MATERIAL TO PROCESS:
....

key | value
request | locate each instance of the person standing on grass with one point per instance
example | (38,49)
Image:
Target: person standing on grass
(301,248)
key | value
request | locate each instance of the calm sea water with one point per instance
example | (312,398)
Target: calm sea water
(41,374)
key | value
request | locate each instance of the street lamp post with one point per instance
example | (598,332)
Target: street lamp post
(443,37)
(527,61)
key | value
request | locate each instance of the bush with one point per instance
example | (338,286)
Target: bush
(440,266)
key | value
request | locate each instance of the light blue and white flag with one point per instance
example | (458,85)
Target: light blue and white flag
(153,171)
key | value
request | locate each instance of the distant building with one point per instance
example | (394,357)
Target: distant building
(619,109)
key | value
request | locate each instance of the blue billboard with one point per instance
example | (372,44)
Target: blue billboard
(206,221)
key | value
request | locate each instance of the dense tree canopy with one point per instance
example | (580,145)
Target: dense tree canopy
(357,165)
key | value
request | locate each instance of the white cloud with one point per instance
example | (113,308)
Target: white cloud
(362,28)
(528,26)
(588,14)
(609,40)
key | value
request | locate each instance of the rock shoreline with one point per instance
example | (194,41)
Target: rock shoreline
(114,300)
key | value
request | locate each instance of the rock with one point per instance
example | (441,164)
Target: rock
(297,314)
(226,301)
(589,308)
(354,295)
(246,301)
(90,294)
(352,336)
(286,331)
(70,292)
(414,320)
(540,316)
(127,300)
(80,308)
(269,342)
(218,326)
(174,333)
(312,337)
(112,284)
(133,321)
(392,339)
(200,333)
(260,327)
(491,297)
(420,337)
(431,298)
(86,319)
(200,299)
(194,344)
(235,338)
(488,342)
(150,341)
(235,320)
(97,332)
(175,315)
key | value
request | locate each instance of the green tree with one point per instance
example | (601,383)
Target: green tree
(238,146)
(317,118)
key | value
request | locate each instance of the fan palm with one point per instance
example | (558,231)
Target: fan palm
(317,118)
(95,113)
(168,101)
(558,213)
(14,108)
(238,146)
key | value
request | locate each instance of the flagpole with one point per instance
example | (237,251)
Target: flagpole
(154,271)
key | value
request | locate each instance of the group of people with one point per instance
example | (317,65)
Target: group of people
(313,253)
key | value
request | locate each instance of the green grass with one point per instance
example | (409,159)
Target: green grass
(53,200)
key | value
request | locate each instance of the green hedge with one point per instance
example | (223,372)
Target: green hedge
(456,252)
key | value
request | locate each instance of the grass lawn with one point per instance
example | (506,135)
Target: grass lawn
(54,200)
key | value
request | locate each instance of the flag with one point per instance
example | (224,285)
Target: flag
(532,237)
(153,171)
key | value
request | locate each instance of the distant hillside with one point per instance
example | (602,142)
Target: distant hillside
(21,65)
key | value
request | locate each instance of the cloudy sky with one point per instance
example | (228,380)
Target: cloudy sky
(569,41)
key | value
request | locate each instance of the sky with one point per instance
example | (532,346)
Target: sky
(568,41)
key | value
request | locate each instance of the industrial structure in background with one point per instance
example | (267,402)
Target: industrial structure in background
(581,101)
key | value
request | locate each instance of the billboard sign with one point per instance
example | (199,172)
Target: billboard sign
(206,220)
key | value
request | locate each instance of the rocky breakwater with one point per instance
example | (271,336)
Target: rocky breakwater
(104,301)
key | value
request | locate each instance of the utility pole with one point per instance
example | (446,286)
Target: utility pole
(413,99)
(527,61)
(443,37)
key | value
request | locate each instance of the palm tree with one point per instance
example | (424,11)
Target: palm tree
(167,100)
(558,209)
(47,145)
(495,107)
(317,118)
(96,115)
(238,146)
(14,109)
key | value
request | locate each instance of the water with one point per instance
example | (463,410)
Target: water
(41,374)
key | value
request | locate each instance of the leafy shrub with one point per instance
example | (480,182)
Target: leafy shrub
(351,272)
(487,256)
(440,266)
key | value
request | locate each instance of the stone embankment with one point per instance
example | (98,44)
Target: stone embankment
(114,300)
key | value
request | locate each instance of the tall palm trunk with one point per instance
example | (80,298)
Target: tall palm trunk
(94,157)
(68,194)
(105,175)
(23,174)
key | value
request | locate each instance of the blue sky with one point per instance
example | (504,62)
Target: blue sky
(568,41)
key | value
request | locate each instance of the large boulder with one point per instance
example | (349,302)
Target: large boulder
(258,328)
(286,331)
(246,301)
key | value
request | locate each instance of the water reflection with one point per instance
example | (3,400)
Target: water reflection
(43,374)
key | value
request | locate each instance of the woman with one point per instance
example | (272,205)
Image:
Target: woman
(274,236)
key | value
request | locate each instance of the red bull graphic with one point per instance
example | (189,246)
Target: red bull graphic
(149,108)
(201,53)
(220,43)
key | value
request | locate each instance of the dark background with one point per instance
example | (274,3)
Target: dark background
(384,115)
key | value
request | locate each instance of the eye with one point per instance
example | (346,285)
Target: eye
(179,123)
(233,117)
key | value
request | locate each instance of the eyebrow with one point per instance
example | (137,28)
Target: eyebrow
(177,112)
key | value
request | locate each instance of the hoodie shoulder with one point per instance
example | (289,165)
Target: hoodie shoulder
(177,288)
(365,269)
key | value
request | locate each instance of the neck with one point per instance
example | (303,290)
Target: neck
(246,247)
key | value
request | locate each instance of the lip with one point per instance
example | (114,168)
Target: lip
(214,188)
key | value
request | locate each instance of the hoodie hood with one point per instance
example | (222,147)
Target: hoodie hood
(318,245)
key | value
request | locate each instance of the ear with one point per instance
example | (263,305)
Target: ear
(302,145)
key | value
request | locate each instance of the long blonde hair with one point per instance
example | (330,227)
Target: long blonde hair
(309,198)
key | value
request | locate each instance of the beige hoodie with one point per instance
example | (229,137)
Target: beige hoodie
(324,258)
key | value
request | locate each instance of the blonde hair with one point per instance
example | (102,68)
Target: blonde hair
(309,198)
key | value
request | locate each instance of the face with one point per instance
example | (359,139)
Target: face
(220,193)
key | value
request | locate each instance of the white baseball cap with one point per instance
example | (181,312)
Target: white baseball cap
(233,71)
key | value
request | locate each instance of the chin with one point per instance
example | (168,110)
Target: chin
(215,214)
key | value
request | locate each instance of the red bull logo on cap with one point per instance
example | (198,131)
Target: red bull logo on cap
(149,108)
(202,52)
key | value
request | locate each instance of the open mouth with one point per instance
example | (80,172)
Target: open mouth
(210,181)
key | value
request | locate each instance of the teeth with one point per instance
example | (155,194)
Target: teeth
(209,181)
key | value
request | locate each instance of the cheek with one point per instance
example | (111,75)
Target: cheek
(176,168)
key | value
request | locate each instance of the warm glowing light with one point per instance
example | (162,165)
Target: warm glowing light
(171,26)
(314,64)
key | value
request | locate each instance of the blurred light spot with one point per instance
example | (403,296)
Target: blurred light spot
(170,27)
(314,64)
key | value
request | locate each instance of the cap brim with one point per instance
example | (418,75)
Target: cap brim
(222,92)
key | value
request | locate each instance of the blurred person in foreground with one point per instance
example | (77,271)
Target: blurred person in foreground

....

TASK DETAILS:
Gather every line of the records above that contains the word "green".

ANSWER BELOW:
request | locate each instance of the green tree with one point per instance
Target: green tree
request | locate each instance of the green grass with one point per instance
Target: green grass
request | locate each instance of the green hedge with one point per instance
Target: green hedge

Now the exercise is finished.